-- START Excerpted passage --

Ortiz Cofer was educated primarily in the US, except for her first two years of school. Most of her primary and all of her secondary education was completed in the States. Her formative years were spent in public school; in the sixth grade, she entered a private, Catholic school. After riots broke out in 1968, near their home in Paterson, her family relocated to Georgia where she finished her last two years of high school. She received her B.A in English at Augusta College in 1974. She went on to receive her Masters in English at Florida Atlantic University in 1977. During this time, she attended a graduate summer program at the prestigious Oxford University where she was an English Speaking Union of America Fellow.

Ortiz Cofer has been awarded national fellowships and grants by the Fine Arts Council (1980), National Endowment for the Arts (1989), the Witter Bynner Foundation (1988) and the Bread Loaf Writers' Conference (1987). Her first novel, In the Line of the Sun, was nominated for a Pulitzer Prize in 1989. Subsequently, the novel was named one of the "Twenty-five most Memorable Books" of that same year. One of her collections of poetry, Peregrina (1986), was a winning manuscript in the Riverstone International Chapbook Competition. She has also won the Pushcart Prize (1990), O. Henry Prize (1994), Anisfield Wolf Award (1994) and Christ-Janner Award for Creative Research (1998), along with many other awards and prizes. In the spring of 2001, she acted as a visiting writer at Vanderbilt University.

It wasn't until Ortiz Cofer had finished her Masters thesis that she really began to explore the possibility of becoming a writer. During her extensive research, she found herself overcome with the need to write a quick poem or story line on the back of her index cards. Frustrated and disturbed by the idea that something was missing from her life, she felt that these outbursts of creativity brought her closer to understanding the crux of these feelings. Ortiz Cofer states, "It wasn't until I traced this feeling to its source that I discovered both the cause and answer to my frustration: I needed to write" (The Latin Deli, 166). Shortly after, encouraged by a colleague, she sent out a poem and it was published. Poetry is Ortiz Cofer's first love, but she does not always adhere to its boundaries. She finds her voice through the use of a variety of genres. Over the years, she has created poems, essays, novels, short stories and works of creative non-fiction. According to Ortiz Cofer, "The decision about genre is made when I sit down and decide the parameters of what I'm writing" (Kallet, 75). Her ability to move easily between genres mirrors her ability to adapt to her sometimes conflicting surroundings.

-- END Excerpted passage --
-- START Task input --

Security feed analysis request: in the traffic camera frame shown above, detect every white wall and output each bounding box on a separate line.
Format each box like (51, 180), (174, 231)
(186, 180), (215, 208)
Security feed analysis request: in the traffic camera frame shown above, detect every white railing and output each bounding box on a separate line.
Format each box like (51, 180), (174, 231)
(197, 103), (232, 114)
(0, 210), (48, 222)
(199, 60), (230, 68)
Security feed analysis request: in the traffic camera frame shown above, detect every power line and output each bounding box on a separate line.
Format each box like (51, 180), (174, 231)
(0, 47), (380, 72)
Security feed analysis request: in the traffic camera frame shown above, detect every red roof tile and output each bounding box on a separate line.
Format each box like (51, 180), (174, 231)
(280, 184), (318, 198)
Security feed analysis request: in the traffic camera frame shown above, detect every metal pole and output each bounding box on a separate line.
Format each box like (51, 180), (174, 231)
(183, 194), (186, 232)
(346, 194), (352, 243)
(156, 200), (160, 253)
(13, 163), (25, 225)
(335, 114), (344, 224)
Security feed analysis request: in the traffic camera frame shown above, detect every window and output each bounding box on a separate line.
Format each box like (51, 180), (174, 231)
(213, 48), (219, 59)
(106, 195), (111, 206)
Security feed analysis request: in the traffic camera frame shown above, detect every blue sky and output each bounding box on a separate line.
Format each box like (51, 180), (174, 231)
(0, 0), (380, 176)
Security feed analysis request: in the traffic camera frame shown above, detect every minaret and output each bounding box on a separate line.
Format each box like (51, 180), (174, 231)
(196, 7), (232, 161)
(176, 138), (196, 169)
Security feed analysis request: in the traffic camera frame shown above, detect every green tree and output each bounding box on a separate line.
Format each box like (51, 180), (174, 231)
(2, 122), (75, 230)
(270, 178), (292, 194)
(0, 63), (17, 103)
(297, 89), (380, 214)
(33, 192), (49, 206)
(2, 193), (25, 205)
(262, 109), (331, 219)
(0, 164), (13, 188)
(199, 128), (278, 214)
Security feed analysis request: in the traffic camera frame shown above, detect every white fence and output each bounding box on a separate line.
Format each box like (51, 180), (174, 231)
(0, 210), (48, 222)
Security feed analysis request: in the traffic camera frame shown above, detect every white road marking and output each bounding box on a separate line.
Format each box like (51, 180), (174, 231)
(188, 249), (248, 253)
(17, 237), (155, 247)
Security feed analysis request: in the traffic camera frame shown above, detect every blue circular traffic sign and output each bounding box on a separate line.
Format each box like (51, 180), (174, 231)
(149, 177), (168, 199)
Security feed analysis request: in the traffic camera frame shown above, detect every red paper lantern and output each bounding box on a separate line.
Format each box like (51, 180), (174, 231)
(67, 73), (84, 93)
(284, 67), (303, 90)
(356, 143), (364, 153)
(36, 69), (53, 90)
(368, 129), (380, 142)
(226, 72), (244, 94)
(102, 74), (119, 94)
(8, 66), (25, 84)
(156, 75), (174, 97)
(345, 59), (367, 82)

-- END Task input --

## What to do
(1) According to the passage about Ortiz Cofer, at which university did she earn her master's degree in English?
(2) Give the lines of the entries from the line containing "every white railing" through the line containing "(335, 114), (344, 224)" as a Markdown table with the columns Row and Line, one line per row, leaving out any blank lines.
The passage about Ortiz Cofer and the entries have no connection to each other.

## Responses for each task
(1) Florida Atlantic University.

(2)
| Row | Line |
|---|---|
| 1 | Security feed analysis request: in the traffic camera frame shown above, detect every white railing and output each bounding box on a separate line. |
| 2 | Format each box like (51, 180), (174, 231) |
| 3 | (197, 103), (232, 114) |
| 4 | (0, 210), (48, 222) |
| 5 | (199, 60), (230, 68) |
| 6 | Security feed analysis request: in the traffic camera frame shown above, detect every power line and output each bounding box on a separate line. |
| 7 | Format each box like (51, 180), (174, 231) |
| 8 | (0, 47), (380, 72) |
| 9 | Security feed analysis request: in the traffic camera frame shown above, detect every red roof tile and output each bounding box on a separate line. |
| 10 | Format each box like (51, 180), (174, 231) |
| 11 | (280, 184), (318, 198) |
| 12 | Security feed analysis request: in the traffic camera frame shown above, detect every metal pole and output each bounding box on a separate line. |
| 13 | Format each box like (51, 180), (174, 231) |
| 14 | (183, 194), (186, 232) |
| 15 | (346, 194), (352, 243) |
| 16 | (156, 200), (160, 253) |
| 17 | (13, 163), (25, 225) |
| 18 | (335, 114), (344, 224) |